Coordinate annotation entries:
:::::

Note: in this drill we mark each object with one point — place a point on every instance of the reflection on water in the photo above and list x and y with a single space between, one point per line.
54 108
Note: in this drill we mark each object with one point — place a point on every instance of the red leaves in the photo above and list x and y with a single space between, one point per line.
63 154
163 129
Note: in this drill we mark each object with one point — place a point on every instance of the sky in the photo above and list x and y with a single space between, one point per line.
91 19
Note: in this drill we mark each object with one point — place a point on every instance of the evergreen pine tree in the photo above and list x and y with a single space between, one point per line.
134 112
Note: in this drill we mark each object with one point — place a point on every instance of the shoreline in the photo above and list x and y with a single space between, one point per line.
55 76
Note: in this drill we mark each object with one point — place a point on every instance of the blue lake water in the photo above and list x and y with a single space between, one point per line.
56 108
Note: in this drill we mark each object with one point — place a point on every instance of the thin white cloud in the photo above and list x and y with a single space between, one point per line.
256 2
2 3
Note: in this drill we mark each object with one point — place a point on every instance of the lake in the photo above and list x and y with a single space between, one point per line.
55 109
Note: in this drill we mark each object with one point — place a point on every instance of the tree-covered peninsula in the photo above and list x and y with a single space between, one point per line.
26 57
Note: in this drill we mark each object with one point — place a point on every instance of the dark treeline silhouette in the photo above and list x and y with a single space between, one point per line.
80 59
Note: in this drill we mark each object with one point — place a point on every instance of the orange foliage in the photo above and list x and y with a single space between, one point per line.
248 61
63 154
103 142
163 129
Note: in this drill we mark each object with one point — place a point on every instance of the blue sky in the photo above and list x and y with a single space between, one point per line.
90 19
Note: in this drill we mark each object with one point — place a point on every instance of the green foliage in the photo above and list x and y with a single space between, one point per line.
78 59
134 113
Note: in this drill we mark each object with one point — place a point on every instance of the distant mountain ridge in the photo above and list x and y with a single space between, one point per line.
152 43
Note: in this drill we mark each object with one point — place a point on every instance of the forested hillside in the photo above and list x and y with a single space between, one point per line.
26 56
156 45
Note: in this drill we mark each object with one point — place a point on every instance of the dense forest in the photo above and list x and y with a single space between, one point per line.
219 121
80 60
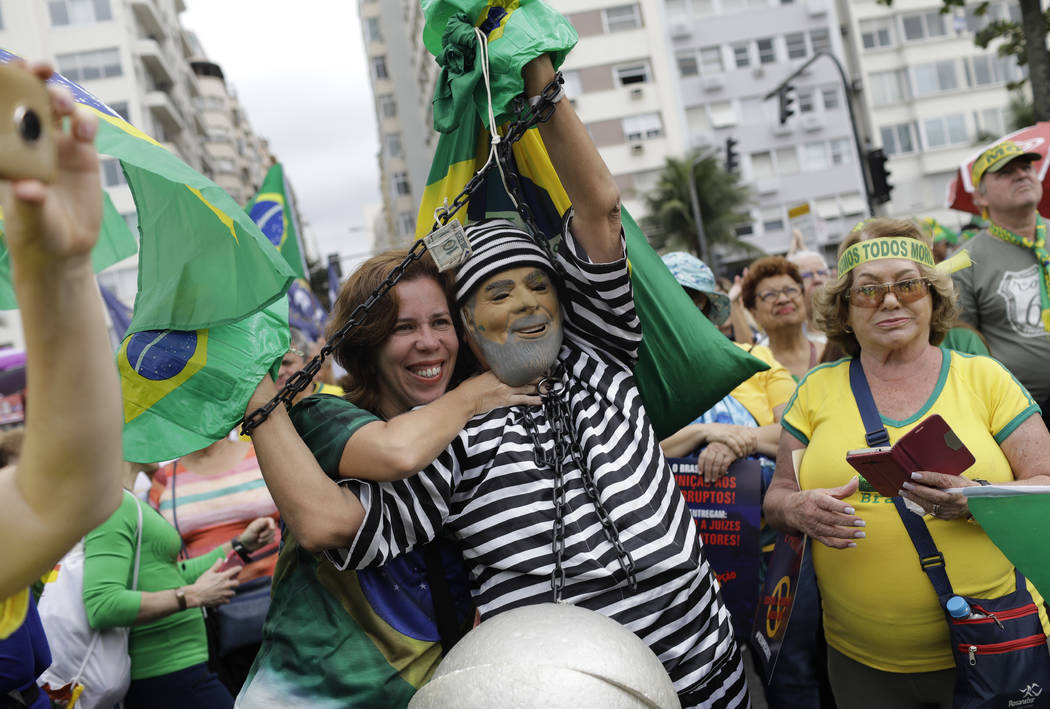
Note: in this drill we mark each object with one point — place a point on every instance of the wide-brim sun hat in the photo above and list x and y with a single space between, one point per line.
694 274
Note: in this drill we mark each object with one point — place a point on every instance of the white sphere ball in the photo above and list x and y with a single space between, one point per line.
550 655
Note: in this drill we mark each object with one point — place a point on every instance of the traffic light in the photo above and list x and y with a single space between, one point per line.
880 176
786 98
732 158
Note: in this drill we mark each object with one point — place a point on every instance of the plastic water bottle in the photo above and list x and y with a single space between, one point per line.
958 607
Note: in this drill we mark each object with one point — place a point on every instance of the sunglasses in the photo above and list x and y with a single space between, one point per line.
873 295
790 291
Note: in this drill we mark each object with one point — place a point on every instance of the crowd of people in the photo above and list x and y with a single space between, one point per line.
439 485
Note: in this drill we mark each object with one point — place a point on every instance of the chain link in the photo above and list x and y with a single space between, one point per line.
566 443
298 381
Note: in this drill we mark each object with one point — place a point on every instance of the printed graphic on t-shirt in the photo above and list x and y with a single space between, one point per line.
1021 291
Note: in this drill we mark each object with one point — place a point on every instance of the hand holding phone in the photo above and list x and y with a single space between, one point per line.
27 147
931 445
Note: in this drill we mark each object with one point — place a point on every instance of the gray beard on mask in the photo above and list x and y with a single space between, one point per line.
519 361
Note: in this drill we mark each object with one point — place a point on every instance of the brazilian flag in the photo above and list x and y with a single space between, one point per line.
210 316
186 389
679 342
273 210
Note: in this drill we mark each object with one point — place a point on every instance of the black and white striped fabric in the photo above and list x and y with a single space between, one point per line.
496 246
488 492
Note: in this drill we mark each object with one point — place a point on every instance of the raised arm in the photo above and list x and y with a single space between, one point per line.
591 189
67 480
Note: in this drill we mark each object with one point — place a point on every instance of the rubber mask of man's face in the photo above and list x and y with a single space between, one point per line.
513 325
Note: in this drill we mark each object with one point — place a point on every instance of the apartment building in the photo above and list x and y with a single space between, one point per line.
729 56
134 56
930 95
238 159
402 75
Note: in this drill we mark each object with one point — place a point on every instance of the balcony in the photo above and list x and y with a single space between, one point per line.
149 16
163 109
155 60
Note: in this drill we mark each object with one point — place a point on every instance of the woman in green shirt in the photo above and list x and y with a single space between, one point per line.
168 643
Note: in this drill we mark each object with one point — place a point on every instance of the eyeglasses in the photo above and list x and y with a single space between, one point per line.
790 291
873 295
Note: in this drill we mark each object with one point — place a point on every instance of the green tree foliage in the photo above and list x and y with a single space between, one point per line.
722 199
1025 41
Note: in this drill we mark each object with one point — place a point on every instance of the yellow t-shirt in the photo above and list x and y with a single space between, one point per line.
13 612
880 608
764 391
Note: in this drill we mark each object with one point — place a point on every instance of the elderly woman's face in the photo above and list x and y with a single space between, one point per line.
891 324
778 303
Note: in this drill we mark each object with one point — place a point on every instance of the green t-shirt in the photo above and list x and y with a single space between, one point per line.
172 643
324 644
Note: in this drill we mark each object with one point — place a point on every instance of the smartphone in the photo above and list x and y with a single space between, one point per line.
27 148
233 560
931 445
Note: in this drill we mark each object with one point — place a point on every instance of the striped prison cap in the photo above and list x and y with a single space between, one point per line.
497 246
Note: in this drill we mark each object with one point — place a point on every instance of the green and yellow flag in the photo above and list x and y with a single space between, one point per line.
678 340
210 316
203 262
273 211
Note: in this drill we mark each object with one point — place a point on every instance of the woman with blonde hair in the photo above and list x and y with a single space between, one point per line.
889 309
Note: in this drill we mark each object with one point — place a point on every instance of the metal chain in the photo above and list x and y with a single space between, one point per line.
566 441
298 381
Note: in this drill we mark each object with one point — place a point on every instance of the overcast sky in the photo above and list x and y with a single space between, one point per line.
300 74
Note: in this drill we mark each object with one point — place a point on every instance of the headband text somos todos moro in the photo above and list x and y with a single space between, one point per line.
887 247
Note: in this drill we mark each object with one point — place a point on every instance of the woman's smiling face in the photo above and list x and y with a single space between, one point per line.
416 361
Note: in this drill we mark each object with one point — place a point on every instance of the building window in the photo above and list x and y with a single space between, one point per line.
796 45
752 110
773 220
88 65
888 87
815 157
372 32
935 77
923 25
899 139
805 101
711 61
79 12
636 74
722 115
379 67
767 55
992 69
945 130
688 66
820 39
112 175
788 161
877 34
761 165
841 151
406 224
741 56
831 98
387 106
643 127
622 18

:::::

Instructions to follow: Replace "drill" with "exercise" in every one of the lines above and reproduce them otherwise unchanged. Do not include the pictures in your answer.

Task answer:
Note: in this exercise we mark each object with one point — place a point on every instance of the reflection on water in the photo above and list x and y with a single space between, one point per line.
54 108
Note: in this exercise we mark each object with one point — place a point on every instance of the red leaves in the photo above and list x and y with a single space between, one point per line.
63 154
163 129
Note: in this exercise we mark each object with one point — place a point on every instance of the sky in the photo above and list x and y with a single space between, one point per line.
91 19
Note: in this exercise we mark each object with one point — place a point on every instance of the evergreen pine tree in the photo above and list x and y with a single space between, one point per line.
134 112
Note: in this exercise we mark each object with one point — place a point on every instance of the shoreline in the photo above and list x and y with a single space between, one point per line.
55 76
Note: in this exercise we mark each object with one point — place a point on every instance of the blue lake water in the photo above and list x and y with a single space between, one point per line.
56 108
Note: in this exercise we mark each object with one point — place a point on every instance of the thin white cloud in the photo above and list x and y with a single space between, one point per line.
256 2
2 3
Note: in this exercise we mark each object with one point — place a point on every instance of the lake in the photo above and list x and y with a single space between, one point per line.
55 109
Note: in this exercise we mark each object with one point — place a point on every instance of the tree-covered peninsula in the photo above and list x and y with a single space between, one point per line.
26 57
Note: in this exercise we mark each object with one point — place a point on every instance of the dark treeline silhouette in the photo above and list x and y with a single space between, one point per line.
80 59
Note: in this exercise we mark each object with one point — place a point on every instance of the orange foliage in the photo above and list x and y with a single space between, one point per line.
248 61
63 154
103 142
163 129
Note: in this exercise we mark each object with one point — place a point on every instance of the blue sky in the photo above and list x and y with a single space between, one point per line.
90 19
Note: in this exercise we mark each object with one point — place a point on every instance of the green foliage in the photo above and list x and y with a single space between, one point per line.
78 59
134 113
Note: in this exercise we mark each object with one point — place a point on every instance of the distant mountain ridge in the photo above and list x and y with a single space between, one point per line.
152 43
Note: in this exercise we mark each object with one point — place a point on every instance of the forested hillside in the photo above and list x and y with a single space between, one point per line.
26 56
156 45
Note: in this exercise we mark each object with one point — place a point on every instance of the dense forest in the photo above and list x and y with a single space between, one point per line.
219 121
80 60
Note: in this exercise we mark each object with one point — place a point on every instance of the wide-brim sun hat in the photo above and list x and y with a single space between, one point per line.
694 274
Note: in this exercise we mark each object with one point — place a point on every instance of the white sphere ball in the photo above and list x and y with a single space between, one point per line.
550 655
Note: in this exercise we mark each object with one point — place a point on every instance of the traffic light in the photo above and list x and y with a single space between, one point per line.
880 176
786 98
732 158
Note: in this exercise we mark each object with one point — place a point on every instance of the plastic water bottle in the photo above and list x and y with a single space between, one point per line.
958 607
Note: in this exercise we mark each object with one point — place a point on every instance of the sunglasses in the photo above and list x and y with a single space between, one point per line.
873 295
790 291
Note: in this exercise we mark each object with one point — place a point on every instance of the crowd of people in the photo above and list x and y with a single space between, one point per line.
439 485
Note: in this exercise we mark each object with one point — place a point on every instance of the chain link in the photo above and list x and y with a single space between, one point per line.
566 443
298 381
Note: in this exercise we mark each object with one point — place a point on every instance of the printed graphic on t-shirt in the photo above and list x and y with a single space between, one point per line.
1021 291
Note: in this exercise we mark each object with one point — place a point on every instance of the hand holding phone in the photo above and list x and y with a single space between, one point per line.
27 147
931 445
Note: in this exercise we mark each object with one point — place a point on every instance of the gray beard on mask in the photo above and list x and y with a single space between, one point per line.
519 361
Note: in this exercise we mark each object with one point — place a point on every instance of the brazilian flag in the photo above and list x and y with a single space between, one point per line.
210 316
186 389
679 342
273 210
Note: in this exercise we mark each object with one point — place a point on every instance of the black and white striped fabric in the photo above and list x and y with a single space between, one point per line.
496 246
488 492
Note: in this exercise we mark each object with one point — place a point on every instance of the raised arm in the photo above and list x and y with a single space between, one point per line.
591 189
67 480
Note: in this exercise we mark each object with one point — place a point on every instance of the rubber mask of man's face in the photo above and list x and y with a single space between, one point per line.
513 325
Note: in this exercise we mark each object with one point — place a point on every instance of the apartment building in the photo above and list x and y with a single space between, one point per line.
729 56
134 56
930 95
238 159
402 75
Note: in this exercise we mark each object with one point — place a point on every instance of the balcony in the photo above and list x and y with a single space between, one point per line.
149 16
163 109
155 60
Note: in this exercise we mark each object with one point — place a point on every instance of the woman in green shirt in the photo above and list x and y with a single space between, one point per line.
168 643
Note: in this exercise we mark each object with one point — place a point on every instance of the eyeglasses in the photo above and list x and y with a single space between, one point per line.
790 291
873 295
Note: in this exercise we mark each object with one point — place a point on every instance of the green tree foliage in the photo above and list x and y with a single space between, one point per line.
722 199
1025 41
Note: in this exercise we mark each object with one point — place a point on every instance of the yellow t-shirt in the photo above and list x and y with a single space between, one point per line.
13 612
880 608
764 391
Note: in this exercise we mark each object with one point — place a point on every instance of the elderly woman's face in the photo above and list x and y with a single space between, one point per line.
891 324
778 303
Note: in this exercise we mark each object with one point — place a point on every instance of the green t-shirt in the photo above and list x and y with a single space between, one point per line.
172 643
324 644
Note: in this exercise we mark each object with one point — place a point on every instance of the smartphone in the photo above and list x and y with a single space between, one point per line.
27 148
233 560
931 445
Note: in this exercise we mark each object with one point — place a point on every instance of the striped prison cap in the photo above and list x and y with a single space between, one point per line.
497 246
Note: in this exercise we mark each object with one point — place a point on every instance of the green and yellow flag in the photo above and list x and y with a single space between, one point per line.
678 340
210 316
203 262
273 211
Note: in this exercise we mark each object with one point — place a point on every instance of the woman with blonde hair in the photo above and list x and y with a single space between, one point per line.
889 309
Note: in this exercise we mark each object with one point — place a point on every instance of the metal chain in the photo above and list x and y with a single space between, one point per line.
566 441
298 381
Note: in this exercise we mark each object with one point — place a point on every instance of the overcast sky in the photo above and list x and y with a single space between, one point per line.
300 74
Note: in this exercise we mark each object with one point — place a point on every instance of the headband text somos todos moro in the photo above and list x and y with a single space between, one point per line.
887 247
Note: in this exercise we mark each object with one point — place a point on every instance of the woman's smiling face in the photo above and list x and y with a single space between, one point per line.
416 361
Note: in this exercise we mark each object with one point — place a point on every instance of the building window in the photo above and list x and y with a single space between, one point per line.
796 45
752 110
773 220
88 65
888 87
815 157
372 32
935 77
923 25
899 139
805 101
711 61
79 12
636 74
722 115
379 67
767 55
992 69
945 130
688 66
820 39
112 175
788 161
877 34
761 165
841 151
406 224
741 56
831 98
387 106
643 127
622 18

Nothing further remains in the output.